▸ **VORLIEGENDER TEXT**
━━━━━━━━

BERLIN ZERFÄLLT IN STÄMME – NICHT MEHR BLUTS-, SONDERN WAHLVERWANDTSCHAFTLICH ORGANISIERTE
: Modischer postmoderner Tribalismus

Neulich wurde ich Zeuge einer Tribes-Evolution im Bus M29

VON HELMUT HÖGE

Nur Stämme werden überleben!“ So lautete einmal die Prophezeiung eines alten Indianers, der den „Sandkörnerhaufen“, wie Mao Tse-tung die vorrevolutionäre Gesellschaft nannte, keine Chance gab. Nun haben wir lauter Stämme, wenn ich das richtig sehe, aber auch sie haben keine Chance. Sie treten erst als eine Clique und dann als eine Szene auf, die jedoch einer Konjunktur oder Mode unterworfen ist – und damit eine zeitlich begrenzte Lebensdauer hat.

━━━━━━━━

▸ **ANGEZEIGTE DATEN**

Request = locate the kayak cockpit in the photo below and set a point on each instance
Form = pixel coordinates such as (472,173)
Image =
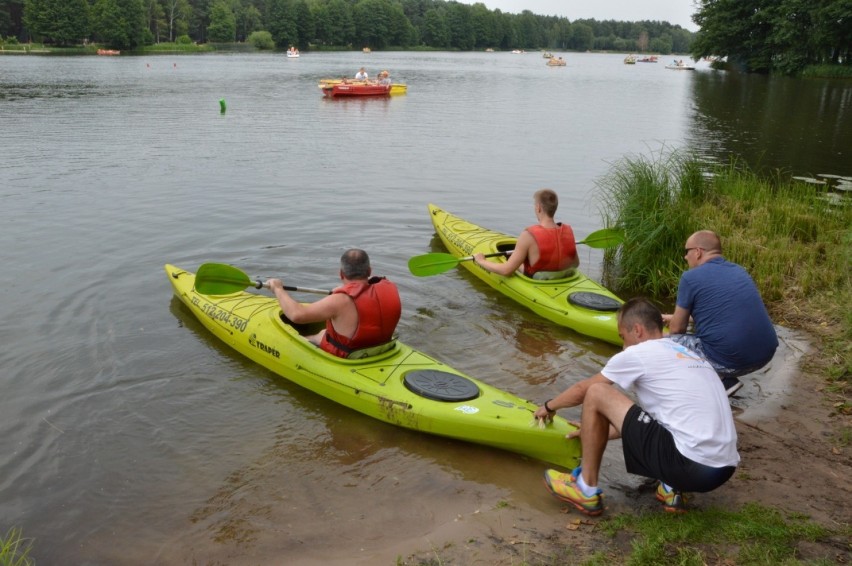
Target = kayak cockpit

━━━━━━━━

▸ **AUFGABENSTELLUNG**
Schreibe den Text über den postmodernen Tribalismus in Berlin im Anschluss an seinen letzten Satz weiter. Die Auflistung hat mit dem Text über Berliner Stämme nichts zu tun.

▸ **AUSGABE**
Da wären etwa die Sonnenstudiofrauen zu nennen, die ganzjährig braungebrannt und tiefgeschminkt rumlaufen. Im neuen Aufbau-Haus am Moritzplatz läuft gerade eine Fotoausstellung mit Sonnenstudiofrauengesichtern. Die Ähnlichkeit mit Stammesangehörigen – seien sie aus Brasilien oder Afrika – ist frappierend. Der Spiegel schrieb dazu: „Letztlich spiegelt die Popularität von Körperverzierungen einen Trend zum Rückzug in den eigenen Leib wider. Wo früher die Individualität durch materielle Güter oder Kleidung ausgedrückt wurde, spielt heute das eigene Fleisch eine immer größere Rolle.“ Das US-Journal of mental environment, Adbusters, sagt es etwas dumpfer so: „After Gods, after Revolution, after Financial Markets, the body is becoming our Truth System.“

Ebenfalls bis in die Aura und sogar ins Körperinnere geht der Stamm der Hobby-Buddhisten. In Berlin trifft er sich unter anderem in dem 100 Jahre alten buddhistischen Kloster in Frohnau, wo es längst zu einer Osmose zwischen den Meditierenden aus Berlin und aus Südostasien gekommen ist. Dann die Planespotter, Flugzeugnarren und Piloten mit eigenen Treffpunkten, Cocktails und Vorlieben.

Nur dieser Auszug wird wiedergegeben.